§ Task to complete:
Print the passage on homology groups below word for word, keeping every formula and symbol unchanged.

#### Page text ####

After choosing the horizontal and vertical homology classes as generators, we can identify \(H_1(C_\bullet)\) with \(\mathbb{Z}_2^2\). Under this identification, the homology class \((1,0)\) is represented by a horizontal loop around the torus, the class \((0,1)\) is represented by a vertical loop, and the class \((1,1)\) is represented by the sum of these two loops.

Let’s now discuss the \(0\)-th and \(D\)-th homology groups. By definition, we have

\[\begin{aligned} H_0(C_\bullet) &= \ker(\partial_0) / \Im(\partial_1) = C_0 / \Im(\partial_1), \\ H_D(C_\bullet) &= \ker(\partial_D) / \Im(\partial_{D+1}) = \ker(\partial_D) / \{0\} = \ker(\partial_D), \end{aligned}\]

since \(\ker(\partial_0) = C_0\) and \(\Im(\partial_{D+1}) = \{0\}\).

These homology groups have a simple interpretation in the cell complex case. The \(0\)-th homology group consists of \(0\)-chains, i.e. sets of vertices, up to the equivalence relation that identifies two vertices if they are connected by a path. Indeed, \(0\)-boundaries are boundaries of \(1\)-chains, i.e. sets of edges, so adding a \(0\)-boundary allows us to move vertices along paths in the cellulation. The dimension of \(H_0(C_\bullet)\) is therefore exactly the number of connected components of the manifold: vertices in the same connected component are homologically equivalent, while vertices in different connected components are not.

#### Data records ####

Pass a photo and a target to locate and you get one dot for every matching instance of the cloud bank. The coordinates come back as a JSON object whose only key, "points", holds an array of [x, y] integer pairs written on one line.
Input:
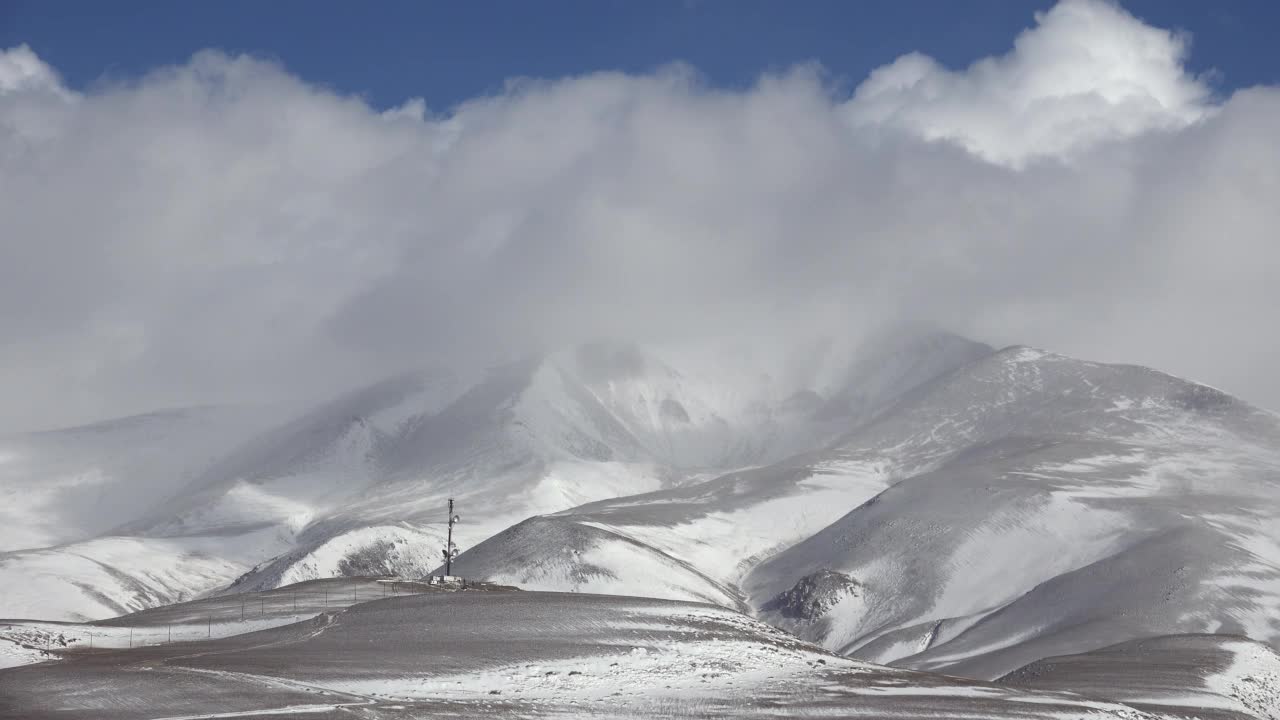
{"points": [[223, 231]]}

####
#### Data records ####

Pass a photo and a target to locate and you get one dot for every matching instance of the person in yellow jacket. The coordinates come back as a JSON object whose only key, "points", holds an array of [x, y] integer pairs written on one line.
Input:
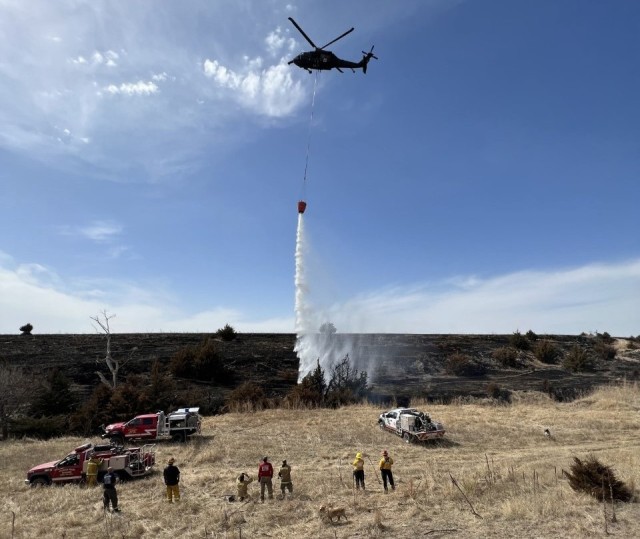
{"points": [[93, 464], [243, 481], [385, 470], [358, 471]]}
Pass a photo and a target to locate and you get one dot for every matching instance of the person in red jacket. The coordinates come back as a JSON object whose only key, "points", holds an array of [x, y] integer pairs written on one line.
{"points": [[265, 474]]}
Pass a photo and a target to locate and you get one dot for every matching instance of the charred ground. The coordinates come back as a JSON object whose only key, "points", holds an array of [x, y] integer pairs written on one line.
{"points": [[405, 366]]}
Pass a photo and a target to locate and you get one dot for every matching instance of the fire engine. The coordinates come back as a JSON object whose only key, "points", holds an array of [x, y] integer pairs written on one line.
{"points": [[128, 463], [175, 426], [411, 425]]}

####
#### Data records ####

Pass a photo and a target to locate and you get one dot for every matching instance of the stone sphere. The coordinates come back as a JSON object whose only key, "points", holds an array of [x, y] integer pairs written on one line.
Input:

####

§ Solution:
After choosing the horizontal and vertical homology classes as generators, we can identify \(H_1(C_\bullet)\) with \(\mathbb{Z}_2^2\). Under this identification, the homology class \((1,0)\) is represented by a horizontal loop around the torus, the class \((0,1)\) is represented by a vertical loop, and the class \((1,1)\) is represented by the sum of these two loops.

Let’s now discuss the \(0\)-th and \(D\)-th homology groups. By definition, we have

\[\begin{aligned} H_0(C_\bullet) &= \ker(\partial_0) / \Im(\partial_1) = C_0 / \Im(\partial_1), \\ H_D(C_\bullet) &= \ker(\partial_D) / \Im(\partial_{D+1}) = \ker(\partial_D) / \{0\} = \ker(\partial_D), \end{aligned}\]

since \(\ker(\partial_0) = C_0\) and \(\Im(\partial_{D+1}) = \{0\}\).

These homology groups have a simple interpretation in the cell complex case. The \(0\)-th homology group consists of \(0\)-chains, i.e. sets of vertices, up to the equivalence relation that identifies two vertices if they are connected by a path. Indeed, \(0\)-boundaries are boundaries of \(1\)-chains, i.e. sets of edges, so adding a \(0\)-boundary allows us to move vertices along paths in the cellulation. The dimension of \(H_0(C_\bullet)\) is therefore exactly the number of connected components of the manifold: vertices in the same connected component are homologically equivalent, while vertices in different connected components are not.